_PARTS OF THE EXERCISE_.
[1] From the text below on the Monaco football club, list every French coach and footballer it says Monaco nurtured.
[2] Rewrite as a short list the paragraph of the text below on the Monaco football club that begins "L'Association Sportive de Monaco FC are", keeping its main facts.

_TEXT PROVIDED_.
※ ※ ※

Imagine a country whose population is half the average gate at Old Trafford, which has no national football team and very few football pitches.
The country covers one square mile of mostly steep slopes and rock and is populated by veteran pop stars (Ringo Starr, Shirley Bassey), retired tennis champions, racing drivers and other, shyer people whose vast wealth is less easily explained. The land is much too valuable to be spared for football pitches.
And yet this country can boast a professional football club which competes with the European élite: a club that has defeated the stars of Real Madrid and believes it can defeat the rouble billionaires of Chelsea to reach the final of the Champions' League.
L'Association Sportive de Monaco FC are a big, bizarre club in a small, bizarre country. Seven times champions of France, although not in France, Monaco have nurtured some of the most successful French coaches and footballers of the modern era: Arsène Wenger, Jean Tigana, Thierry Henry, Fabien Barthez, Emmanuel Petit, Lilian Thuram, David Trezeguet. Foreign alumni include Glenn Hoddle and Mark Hateley.

※ ※ ※

_PROVIDED RECORDS_.
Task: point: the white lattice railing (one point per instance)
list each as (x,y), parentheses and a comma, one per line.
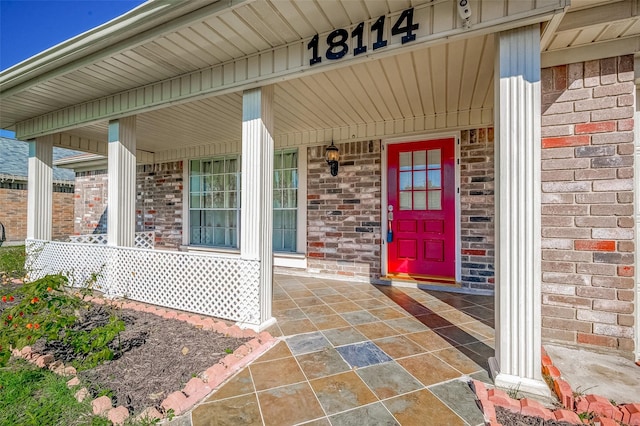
(144,240)
(223,287)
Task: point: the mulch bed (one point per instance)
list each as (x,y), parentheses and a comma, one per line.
(157,356)
(509,418)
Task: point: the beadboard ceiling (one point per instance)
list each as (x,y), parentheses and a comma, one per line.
(454,77)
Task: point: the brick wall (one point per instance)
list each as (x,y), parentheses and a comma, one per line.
(477,208)
(13,214)
(91,202)
(159,202)
(587,203)
(343,212)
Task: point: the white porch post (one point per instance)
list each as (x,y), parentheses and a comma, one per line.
(40,189)
(256,223)
(121,214)
(518,237)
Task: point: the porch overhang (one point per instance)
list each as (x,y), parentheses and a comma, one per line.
(201,60)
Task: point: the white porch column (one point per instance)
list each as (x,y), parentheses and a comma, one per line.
(256,223)
(518,237)
(40,189)
(121,215)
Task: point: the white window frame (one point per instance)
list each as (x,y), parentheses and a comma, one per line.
(281,259)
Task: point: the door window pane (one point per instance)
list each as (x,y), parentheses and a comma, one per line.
(434,159)
(405,181)
(435,179)
(435,200)
(420,180)
(405,200)
(419,160)
(419,200)
(405,161)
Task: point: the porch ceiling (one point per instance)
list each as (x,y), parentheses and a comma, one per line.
(442,79)
(210,36)
(452,81)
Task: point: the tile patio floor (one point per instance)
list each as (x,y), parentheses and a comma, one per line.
(359,354)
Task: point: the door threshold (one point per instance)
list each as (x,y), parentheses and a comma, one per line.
(422,279)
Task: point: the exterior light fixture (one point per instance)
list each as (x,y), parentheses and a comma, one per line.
(332,155)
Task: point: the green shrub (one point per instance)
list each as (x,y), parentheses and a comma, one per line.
(12,262)
(42,309)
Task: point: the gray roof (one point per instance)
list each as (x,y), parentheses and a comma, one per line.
(14,156)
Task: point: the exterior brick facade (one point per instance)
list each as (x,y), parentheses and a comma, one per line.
(477,208)
(158,202)
(13,213)
(90,202)
(343,212)
(587,203)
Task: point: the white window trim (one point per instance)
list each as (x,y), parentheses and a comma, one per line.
(296,259)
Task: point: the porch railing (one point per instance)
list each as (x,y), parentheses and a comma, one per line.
(143,240)
(220,286)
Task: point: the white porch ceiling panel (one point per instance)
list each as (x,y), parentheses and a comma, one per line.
(242,29)
(449,85)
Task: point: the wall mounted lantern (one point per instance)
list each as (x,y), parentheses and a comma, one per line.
(332,155)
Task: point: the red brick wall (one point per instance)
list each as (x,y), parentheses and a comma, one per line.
(587,203)
(158,202)
(477,208)
(13,214)
(90,202)
(343,212)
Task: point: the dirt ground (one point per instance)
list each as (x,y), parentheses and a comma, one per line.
(154,357)
(509,418)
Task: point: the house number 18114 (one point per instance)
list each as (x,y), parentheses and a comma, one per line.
(337,46)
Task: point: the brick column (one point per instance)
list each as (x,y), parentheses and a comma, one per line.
(40,189)
(517,145)
(121,214)
(256,221)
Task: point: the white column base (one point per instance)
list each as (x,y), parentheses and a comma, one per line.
(517,383)
(258,327)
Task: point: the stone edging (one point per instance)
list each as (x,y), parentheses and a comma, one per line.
(194,391)
(605,413)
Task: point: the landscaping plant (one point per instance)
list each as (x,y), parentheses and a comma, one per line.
(43,309)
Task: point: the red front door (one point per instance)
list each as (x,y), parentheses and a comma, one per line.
(421,180)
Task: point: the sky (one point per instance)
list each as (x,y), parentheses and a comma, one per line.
(28,27)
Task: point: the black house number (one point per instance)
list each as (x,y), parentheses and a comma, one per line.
(337,39)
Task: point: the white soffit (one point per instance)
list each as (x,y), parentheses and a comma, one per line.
(454,79)
(227,31)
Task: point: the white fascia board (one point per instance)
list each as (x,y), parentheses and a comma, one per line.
(591,52)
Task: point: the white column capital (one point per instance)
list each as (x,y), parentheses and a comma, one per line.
(40,189)
(518,223)
(121,209)
(256,222)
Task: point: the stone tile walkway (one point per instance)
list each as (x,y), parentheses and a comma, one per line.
(359,354)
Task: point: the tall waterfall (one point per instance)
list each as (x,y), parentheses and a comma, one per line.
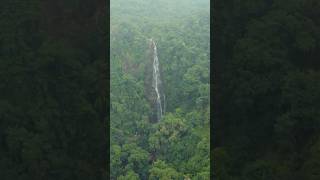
(156,80)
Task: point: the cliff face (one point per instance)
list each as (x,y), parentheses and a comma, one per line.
(150,91)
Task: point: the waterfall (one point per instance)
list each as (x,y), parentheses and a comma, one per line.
(156,80)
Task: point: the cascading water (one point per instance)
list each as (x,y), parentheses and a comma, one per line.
(156,80)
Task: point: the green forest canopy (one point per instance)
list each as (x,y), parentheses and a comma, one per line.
(177,147)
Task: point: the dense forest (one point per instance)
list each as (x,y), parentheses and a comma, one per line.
(177,146)
(266,90)
(53,90)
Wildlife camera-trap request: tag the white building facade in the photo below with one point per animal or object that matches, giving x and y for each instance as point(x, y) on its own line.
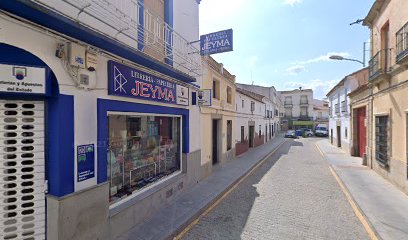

※ ※ ※

_SOLUTIONS_.
[1]
- Arsène Wenger
- Jean Tigana
- Thierry Henry
- Fabien Barthez
- Emmanuel Petit
- Lilian Thuram
- David Trezeguet

[2]
- L'Association Sportive de Monaco FC is a big, bizarre club in a small, bizarre country.
- It has been champion of France seven times, though it is not in France.
- It nurtured leading modern French coaches and footballers: Arsène Wenger, Jean Tigana, Thierry Henry, Fabien Barthez, Emmanuel Petit, Lilian Thuram and David Trezeguet.
- Foreign alumni include Glenn Hoddle and Mark Hateley.